Output each record exactly, excluding pictures.

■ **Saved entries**
□ □ □ □ □

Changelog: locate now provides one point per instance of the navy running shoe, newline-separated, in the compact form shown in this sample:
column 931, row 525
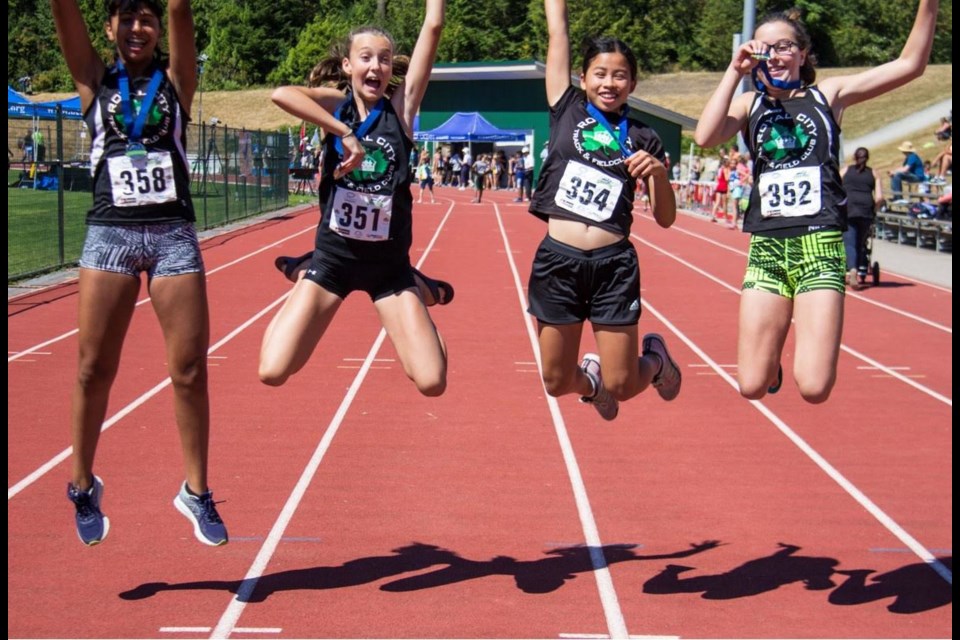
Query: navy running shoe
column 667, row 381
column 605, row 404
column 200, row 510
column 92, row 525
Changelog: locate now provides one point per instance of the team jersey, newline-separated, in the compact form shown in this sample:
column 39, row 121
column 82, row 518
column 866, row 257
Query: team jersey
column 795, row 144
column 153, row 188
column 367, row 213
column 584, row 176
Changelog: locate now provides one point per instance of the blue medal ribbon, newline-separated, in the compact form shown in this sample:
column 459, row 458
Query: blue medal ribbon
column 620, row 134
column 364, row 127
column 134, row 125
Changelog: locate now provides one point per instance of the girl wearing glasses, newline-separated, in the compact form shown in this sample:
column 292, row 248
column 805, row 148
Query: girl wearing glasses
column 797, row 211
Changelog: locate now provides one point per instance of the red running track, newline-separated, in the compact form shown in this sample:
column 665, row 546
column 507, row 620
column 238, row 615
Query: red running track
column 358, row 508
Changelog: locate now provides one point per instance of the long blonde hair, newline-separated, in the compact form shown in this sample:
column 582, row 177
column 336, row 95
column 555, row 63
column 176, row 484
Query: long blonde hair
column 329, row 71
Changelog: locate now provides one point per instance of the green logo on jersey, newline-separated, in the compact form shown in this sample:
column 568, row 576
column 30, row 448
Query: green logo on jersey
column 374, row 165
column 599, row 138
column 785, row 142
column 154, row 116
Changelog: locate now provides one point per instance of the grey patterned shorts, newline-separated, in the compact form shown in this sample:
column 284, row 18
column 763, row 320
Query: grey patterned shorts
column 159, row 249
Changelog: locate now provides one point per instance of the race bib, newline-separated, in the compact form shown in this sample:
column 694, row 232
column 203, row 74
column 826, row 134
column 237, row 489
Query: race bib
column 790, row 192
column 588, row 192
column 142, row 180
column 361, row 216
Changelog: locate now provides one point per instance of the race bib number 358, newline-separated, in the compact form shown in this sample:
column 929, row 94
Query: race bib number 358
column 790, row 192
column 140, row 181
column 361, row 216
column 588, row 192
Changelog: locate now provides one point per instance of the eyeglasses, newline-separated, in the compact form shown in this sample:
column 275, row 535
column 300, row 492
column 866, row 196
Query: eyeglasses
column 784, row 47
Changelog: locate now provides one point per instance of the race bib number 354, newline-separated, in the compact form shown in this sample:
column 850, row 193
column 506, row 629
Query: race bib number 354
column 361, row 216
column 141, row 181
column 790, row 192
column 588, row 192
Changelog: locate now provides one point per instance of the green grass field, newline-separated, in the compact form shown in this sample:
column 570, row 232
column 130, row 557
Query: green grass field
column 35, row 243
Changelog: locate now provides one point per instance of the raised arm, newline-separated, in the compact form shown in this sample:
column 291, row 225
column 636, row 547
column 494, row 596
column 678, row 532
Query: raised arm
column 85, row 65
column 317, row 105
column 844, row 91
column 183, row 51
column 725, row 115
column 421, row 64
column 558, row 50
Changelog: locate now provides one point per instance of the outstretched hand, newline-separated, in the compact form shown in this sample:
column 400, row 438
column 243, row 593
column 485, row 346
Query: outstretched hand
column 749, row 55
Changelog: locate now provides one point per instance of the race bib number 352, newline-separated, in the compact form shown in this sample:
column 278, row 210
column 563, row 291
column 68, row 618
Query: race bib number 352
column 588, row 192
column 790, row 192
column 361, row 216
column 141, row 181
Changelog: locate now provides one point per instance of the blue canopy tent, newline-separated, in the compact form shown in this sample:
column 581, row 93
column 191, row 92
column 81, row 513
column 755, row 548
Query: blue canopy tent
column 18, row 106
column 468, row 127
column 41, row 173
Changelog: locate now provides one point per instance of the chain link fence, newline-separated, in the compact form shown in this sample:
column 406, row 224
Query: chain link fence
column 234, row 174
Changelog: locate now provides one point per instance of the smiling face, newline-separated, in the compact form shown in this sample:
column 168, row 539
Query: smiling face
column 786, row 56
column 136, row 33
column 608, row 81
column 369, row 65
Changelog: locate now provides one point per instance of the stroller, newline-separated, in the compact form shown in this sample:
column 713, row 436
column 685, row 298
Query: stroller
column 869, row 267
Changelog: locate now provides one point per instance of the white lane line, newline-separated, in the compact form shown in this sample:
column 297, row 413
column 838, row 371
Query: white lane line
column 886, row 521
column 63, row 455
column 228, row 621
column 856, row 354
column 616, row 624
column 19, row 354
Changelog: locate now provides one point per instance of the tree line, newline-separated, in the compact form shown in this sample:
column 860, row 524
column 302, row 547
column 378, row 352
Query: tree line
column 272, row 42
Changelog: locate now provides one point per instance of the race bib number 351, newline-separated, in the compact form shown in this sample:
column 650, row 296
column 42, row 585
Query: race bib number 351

□ □ □ □ □

■ **Your response**
Changelog: locate now provides one point per instance of the navy running shoe, newline-separated, in the compact form shown in this sample:
column 931, row 525
Query: navy running shoe
column 667, row 381
column 605, row 404
column 200, row 510
column 92, row 525
Changelog: locate now provides one point per instance of the team jersey, newline-separated, in the compact form shown in this sample:
column 39, row 121
column 82, row 518
column 866, row 257
Query: team jersey
column 795, row 144
column 153, row 188
column 367, row 213
column 584, row 176
Changelog: locate now provides one point per instance of the blue medal ribbon, newline-separated, in the compact form shown in this sample:
column 459, row 458
Query: blue medal ribbon
column 620, row 134
column 364, row 127
column 134, row 125
Changelog: locate now provides one point per instance of the girl wearing glasses, newline-separated, in the compact form shown in this sample:
column 292, row 248
column 805, row 148
Query: girl wearing glasses
column 797, row 211
Changelog: locate now provides one point per instance of the red running track, newline-separated, in the compact form shown in this sample:
column 665, row 546
column 507, row 620
column 238, row 615
Query: red running track
column 358, row 508
Changelog: locate now provides one point per instance of the long blonde hair, newline-separated, in the compact form shown in this sample:
column 582, row 177
column 336, row 95
column 555, row 63
column 176, row 484
Query: long blonde hair
column 329, row 71
Changelog: locate now provides one point per instance of the green logo on jersey, newline-separated, in the compact form shown in this sample:
column 568, row 576
column 30, row 448
Query: green logo on jersey
column 374, row 165
column 599, row 138
column 785, row 142
column 154, row 116
Changelog: locate now provides one point per instance of the grey patterned shorts, newline-separated, in the compact form shown in this sample:
column 284, row 18
column 763, row 320
Query: grey patterned shorts
column 159, row 249
Changelog: locate now provides one point per instance of the race bib, newline-separated, in the compact form shown in this sample:
column 694, row 232
column 203, row 74
column 826, row 134
column 237, row 489
Query: race bib
column 790, row 192
column 588, row 192
column 142, row 180
column 361, row 216
Changelog: locate now provides one point per instance of the race bib number 358, newline-separated, in the compact form shown in this sample:
column 929, row 94
Query: race bib number 358
column 790, row 192
column 140, row 181
column 361, row 216
column 588, row 192
Changelog: locate now provides one point per instance of the eyeglasses, newline-separated, in the compact form shown in this sample:
column 275, row 535
column 300, row 492
column 866, row 196
Query: eyeglasses
column 784, row 47
Changelog: locate now provides one point per instance of the race bib number 354, newline-separated, in the compact form shown in this sample:
column 850, row 193
column 506, row 629
Query: race bib number 354
column 361, row 216
column 141, row 181
column 790, row 192
column 588, row 192
Changelog: locate now provides one point per instance of the green grass field, newline-separated, in the compact form shown in this sample:
column 570, row 232
column 130, row 557
Query: green grass field
column 35, row 243
Changelog: locate now provides one point per instance of the raised arm, newline-separated, in the compact form shown in this sample:
column 291, row 225
column 636, row 547
column 494, row 596
column 678, row 532
Query: raised arm
column 85, row 65
column 317, row 105
column 844, row 91
column 183, row 51
column 725, row 115
column 421, row 64
column 558, row 50
Changelog: locate now provides one point per instance of the outstretched hand, newline-separated, in the compact form shown in this sample:
column 400, row 438
column 243, row 593
column 485, row 346
Query: outstretched hand
column 749, row 55
Changelog: locate now provides one point per instance of the race bib number 352, newline-separated, in the compact form shown in this sample:
column 278, row 210
column 563, row 291
column 68, row 618
Query: race bib number 352
column 588, row 192
column 790, row 192
column 361, row 216
column 141, row 181
Changelog: locate now provides one point per instance of the blue canopy tent, newline-separated, in the compact form shown in this sample:
column 581, row 93
column 191, row 92
column 81, row 513
column 755, row 548
Query: blue canopy tent
column 18, row 106
column 468, row 127
column 41, row 173
Changelog: locate now provides one point per instance of the chain link fence, newline-separated, in the compact form shown in this sample:
column 406, row 224
Query: chain link fence
column 234, row 174
Changelog: locate now provides one point per instance of the smiling face, newline-separated, in the compact form shown in this sample:
column 168, row 539
Query: smiling face
column 786, row 56
column 136, row 33
column 608, row 81
column 369, row 65
Changelog: locate now provides one point per instance of the stroller, newline-separated, in the compact form shown in this sample:
column 713, row 436
column 685, row 298
Query: stroller
column 869, row 267
Changelog: locate now provides one point per instance of the white lane line, newline-separated, in the compact form shown in this sample:
column 297, row 413
column 838, row 371
Query: white lane line
column 886, row 521
column 63, row 455
column 228, row 621
column 856, row 354
column 616, row 624
column 19, row 354
Changelog: locate now provides one point per instance of the tree line, newline-separated, in the compact form shown in this sample:
column 860, row 524
column 302, row 547
column 378, row 352
Query: tree line
column 272, row 42
Changelog: locate now provides one point per instance of the race bib number 351, newline-separated, in the compact form shown in this sample:
column 650, row 296
column 42, row 585
Query: race bib number 351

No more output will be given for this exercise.